■ **EXERCISE AIM**: Continue the humor piece below about an old Taxi episode and the MSG broadcaster Al Trautwig, starting after its final sentence.

■ **EXTRACT PROVIDED**:
I thought, forget it, I’ll just watch a sitcom, something classic, a sure thing. I turned on one of those repeat channels and Taxi was on. Perfect. The episode had some larger story, but this one scene revolved around Jim, the coked out bum that … well, did that guy drive taxis? That seems a little dangerous. Anyway, they did a flashback to his college days, how he was really smart, a genius, but then some idiot roommate made him eat a pot brownie and he instantly turned into a junkie. It was the worst. Not the story, but the actor, the nobody that they got to play the roommate. What a terrible casting decision. I know it was only a one minute role, if that, but come on, have some respect for the show. That no talent hack ruined an otherwise great episode.

Al Trautwig: You’re my hero

My brother was telling me this story about how a while back, he and a group of his friends found themselves sitting next to a local television sports broadcaster at a bar. It was the guy who covers everything for New York’s MSG channel, providing commentary for the Knicks and the Rangers. I don’t even know who he is. I guess I could look it up. Hold on a second.

OK, that was a lot more complicated than I thought it would be, and I’m usually so good at the Internet. I typed in “MSG talent” into Google and was redirected to MSG’s Wikipedia page. I realized that, out of the twenty or so people on the list, I had no idea how I was going to figure out which one could be the guy my brother was talking about. So I just wound up texting my brother. OK, the guy’s name is Al Trautwig. I don’t know, I guess I’ve never heard of him either.

■ **DATA SECTION**:
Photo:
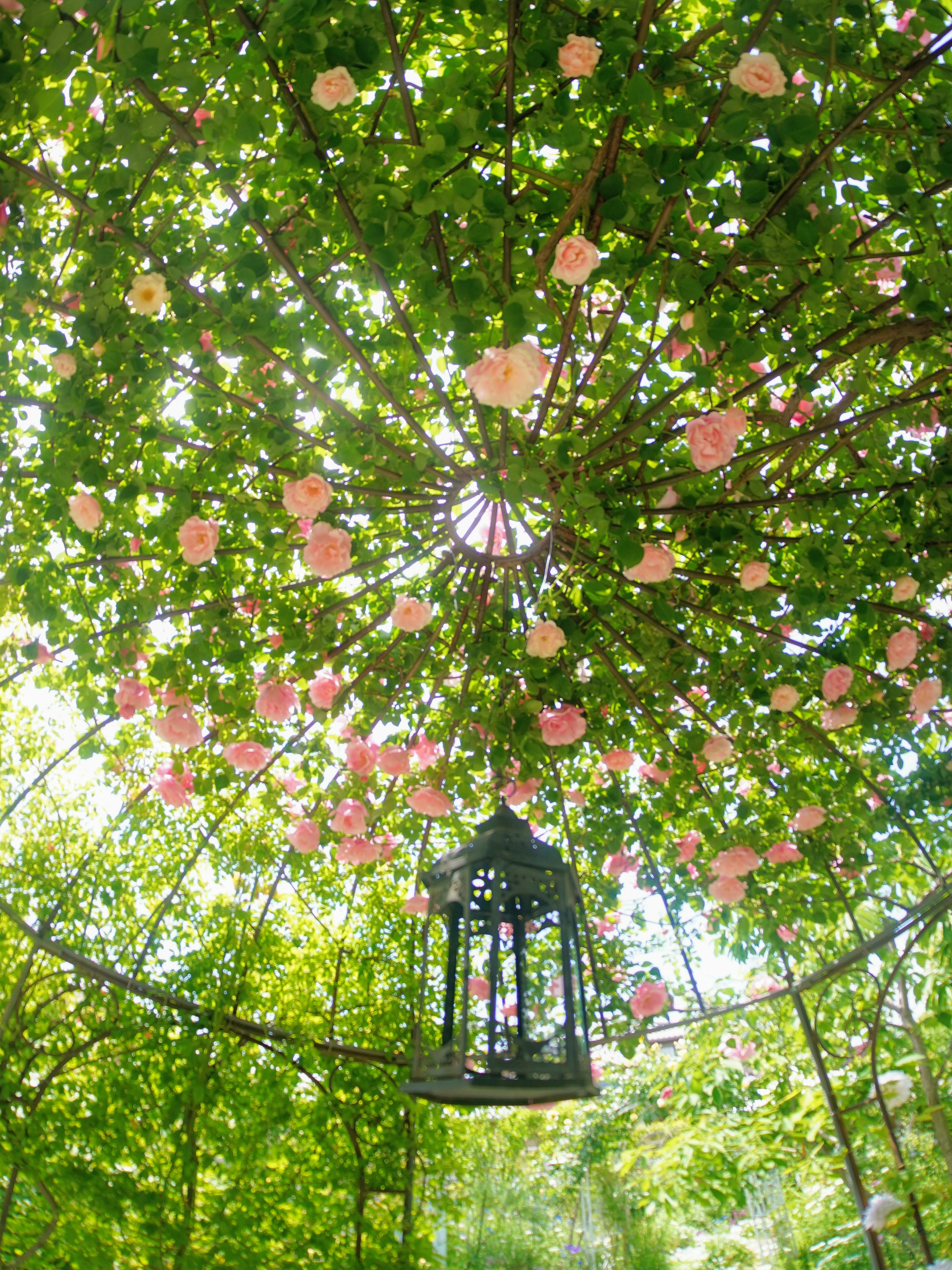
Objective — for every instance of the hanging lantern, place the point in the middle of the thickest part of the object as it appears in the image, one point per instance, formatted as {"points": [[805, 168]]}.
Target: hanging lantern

...

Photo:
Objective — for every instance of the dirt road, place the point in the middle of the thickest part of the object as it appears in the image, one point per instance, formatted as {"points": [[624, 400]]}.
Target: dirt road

■ **FINAL RESULT**:
But that’s exactly the point of what I’m trying to write about here. This guy, Al Trautwig, probably has the best job on planet earth. He’s everything that I want to be in life. Not a sportscaster, no. I don’t know anything about sports. I’m just talking about job and status. He’s reached the perfect level of celebrity that a human being can ever hope to achieve. His ratio of celebrity to regular guy is so perfectly balanced that he is able to fully enjoy the very best that both worlds have to offer.

Let’s examine my brother’s run in. He and a group of friends were at a bar and they notice that they’re sitting close to Al Trautwig. Yes, the Al Trautwig. (Every time I type this guy’s name, I find myself switching back to my Web browser, just to make sure I’m getting the spelling right.) Somebody strikes up a conversation, “hey aren’t you Al Trautwig?” and Trautwig gladly takes the bait. The next thing they all know, Trautwig is holding court, fielding questions, providing off-the-record analysis. At the time, LeBron James was getting ready to leave Cleveland, and there were rumors mounting that he might come to New York. Trauwig’s alleged response, “I’m not going to start masturbating about it until I have some definitive evidence,” is probably one of the funniest answers to a question I’ve ever heard in my life. I hope it was off the cuff, but it was too spot-on. He probably had already used it like five times.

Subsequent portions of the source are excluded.